*TASK STATEMENT*
Could you restate the data word for word and drop the pictures?

(Data items)
::::::::
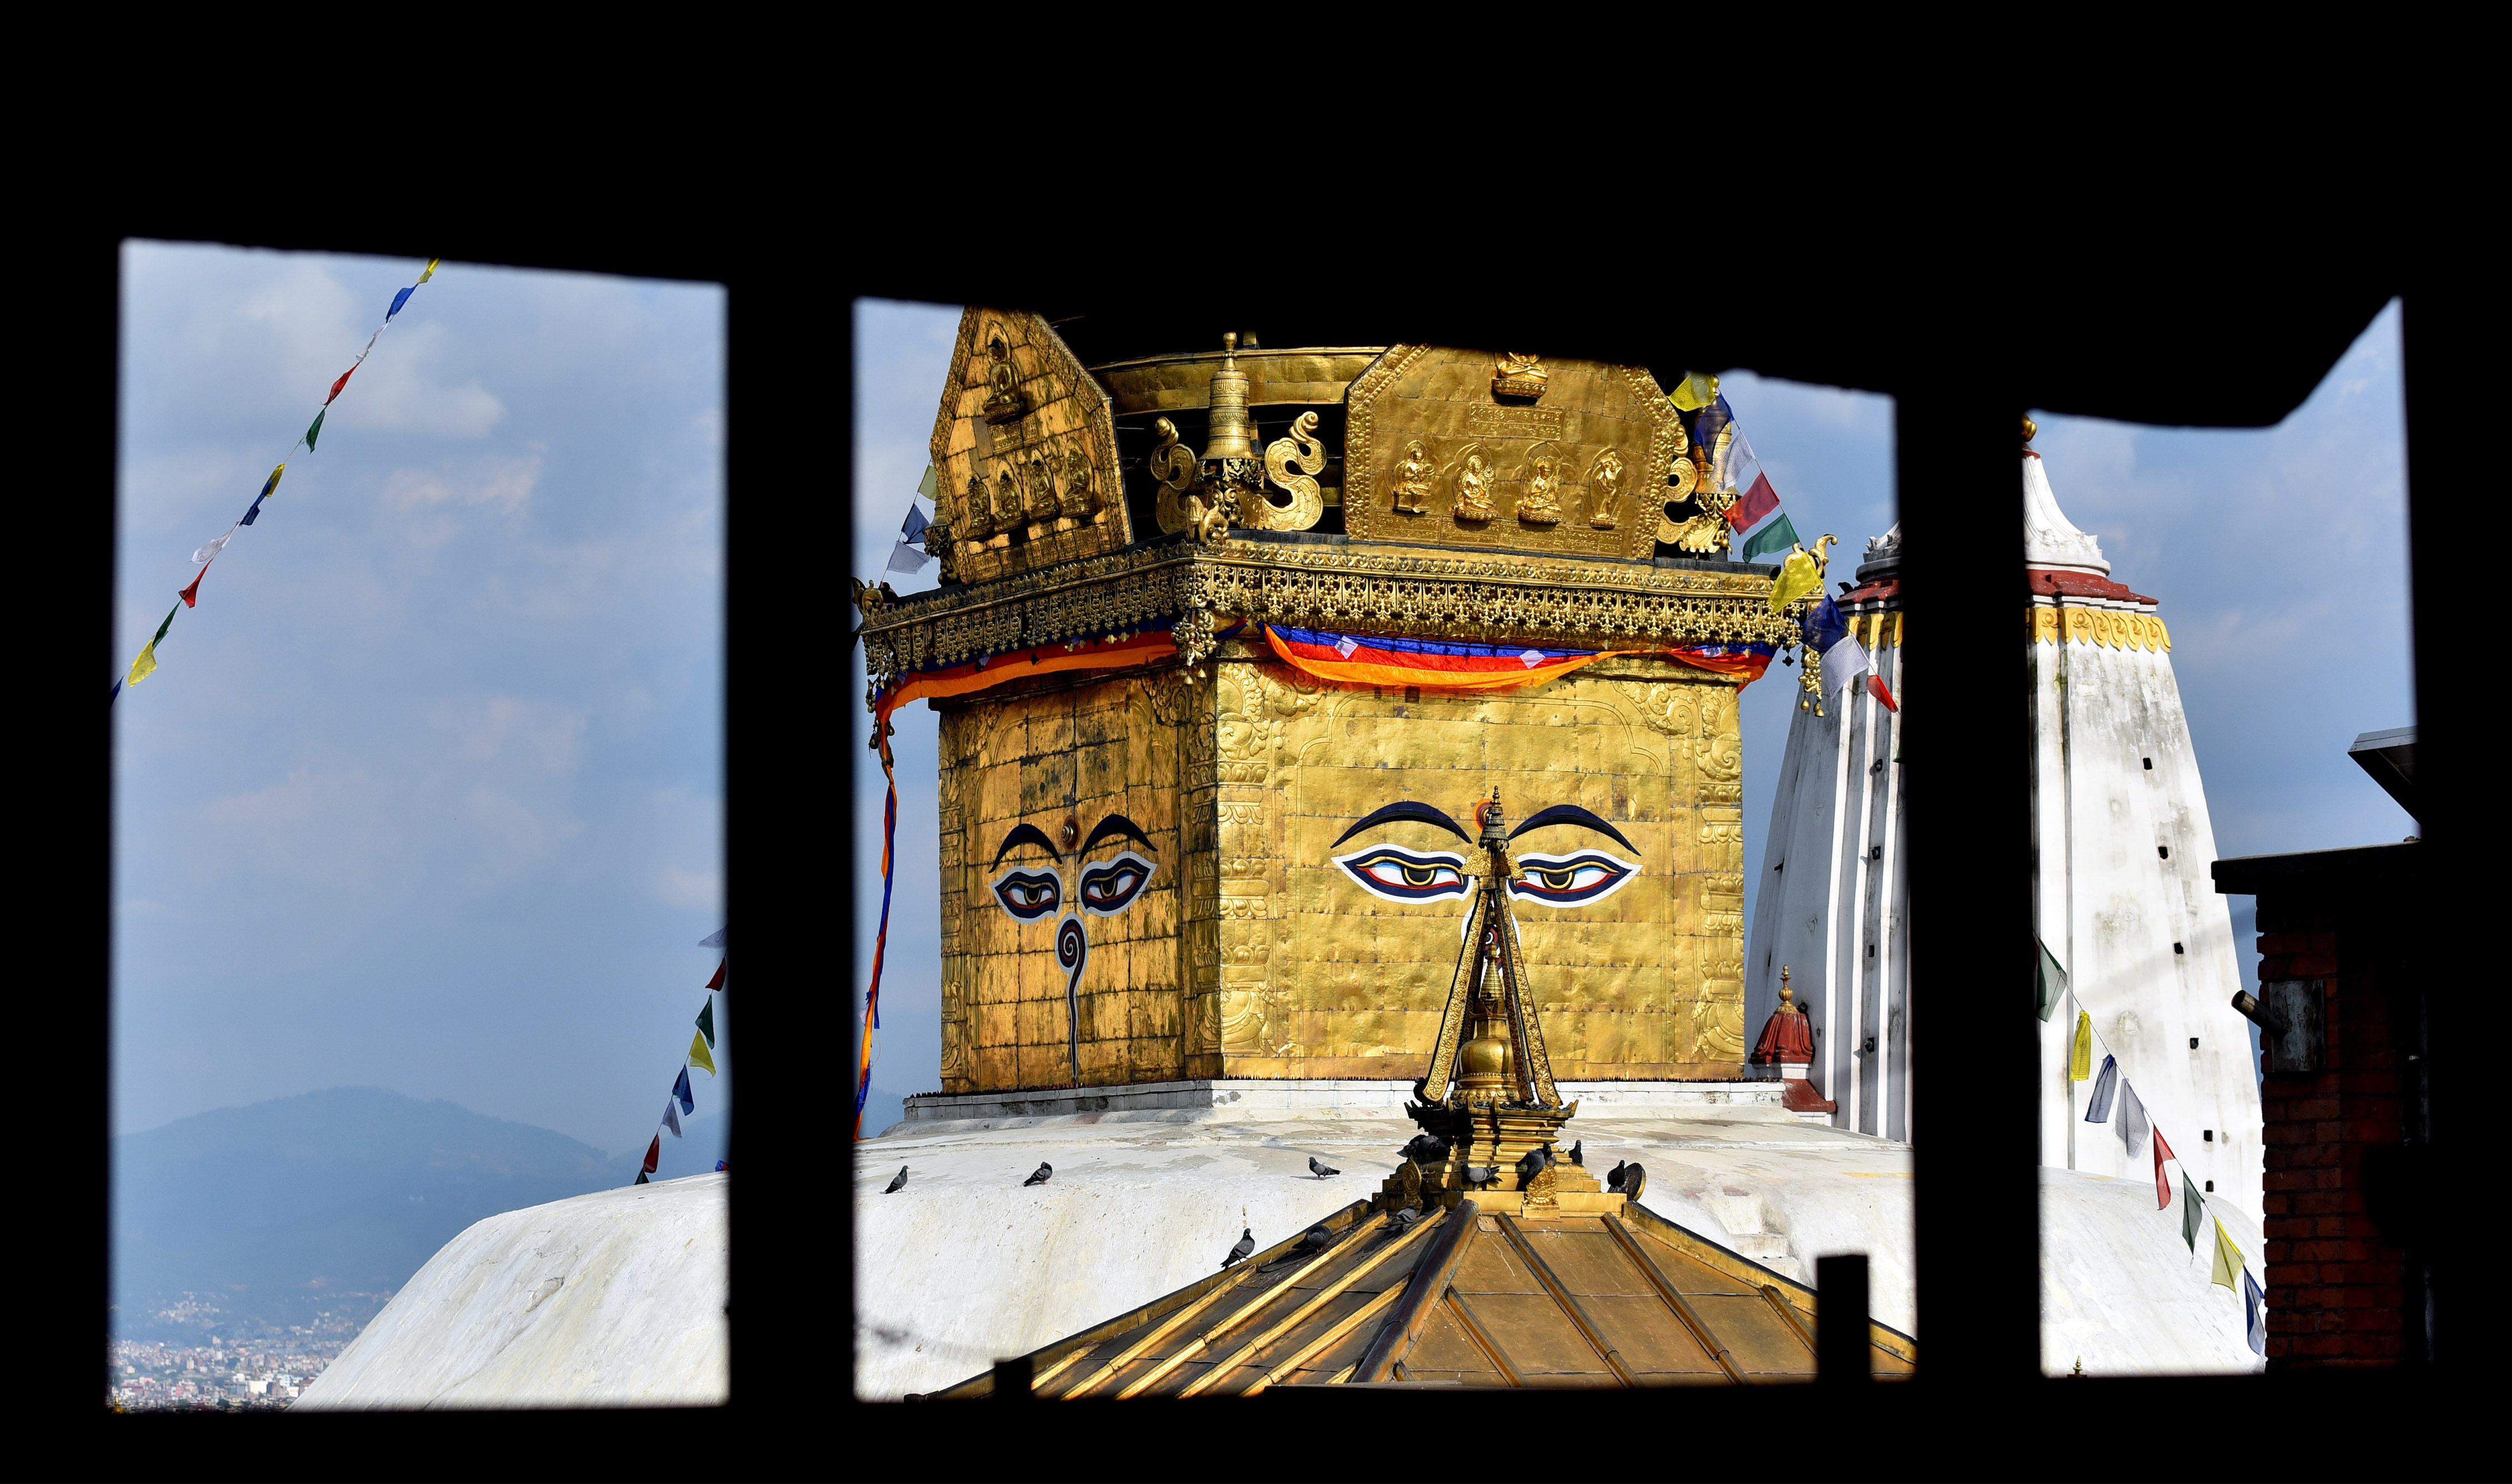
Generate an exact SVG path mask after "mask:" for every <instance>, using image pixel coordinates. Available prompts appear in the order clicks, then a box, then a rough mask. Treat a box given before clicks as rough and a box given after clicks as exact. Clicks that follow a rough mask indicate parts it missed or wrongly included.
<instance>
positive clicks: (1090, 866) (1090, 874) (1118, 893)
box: [1083, 851, 1156, 917]
mask: <svg viewBox="0 0 2512 1484" xmlns="http://www.w3.org/2000/svg"><path fill="white" fill-rule="evenodd" d="M1153 869H1156V866H1153V864H1150V861H1145V859H1143V856H1138V854H1133V851H1123V854H1118V856H1115V859H1113V861H1100V864H1093V866H1083V911H1093V914H1098V917H1115V914H1118V911H1125V909H1128V906H1130V904H1133V899H1135V896H1140V894H1143V886H1145V884H1148V881H1150V874H1153Z"/></svg>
::::::::
*RESPONSE*
Generate an exact SVG path mask after "mask:" for every <instance>, using image pixel coordinates. Available prompts appear in the order clicks, then a box, then a rough mask. Treat a box given before clicks as rough and a box given after clicks as exact. Clicks that follow a rough mask indicate parts it missed or wrongly included.
<instance>
positive clicks: (1090, 866) (1090, 874) (1118, 893)
box: [1083, 851, 1156, 917]
mask: <svg viewBox="0 0 2512 1484" xmlns="http://www.w3.org/2000/svg"><path fill="white" fill-rule="evenodd" d="M1153 869H1156V866H1153V864H1150V861H1145V859H1143V856H1138V854H1133V851H1123V854H1118V856H1115V859H1113V861H1100V864H1093V866H1083V911H1093V914H1098V917H1115V914H1118V911H1125V909H1128V906H1130V904H1133V899H1135V896H1140V894H1143V886H1145V884H1148V881H1150V874H1153Z"/></svg>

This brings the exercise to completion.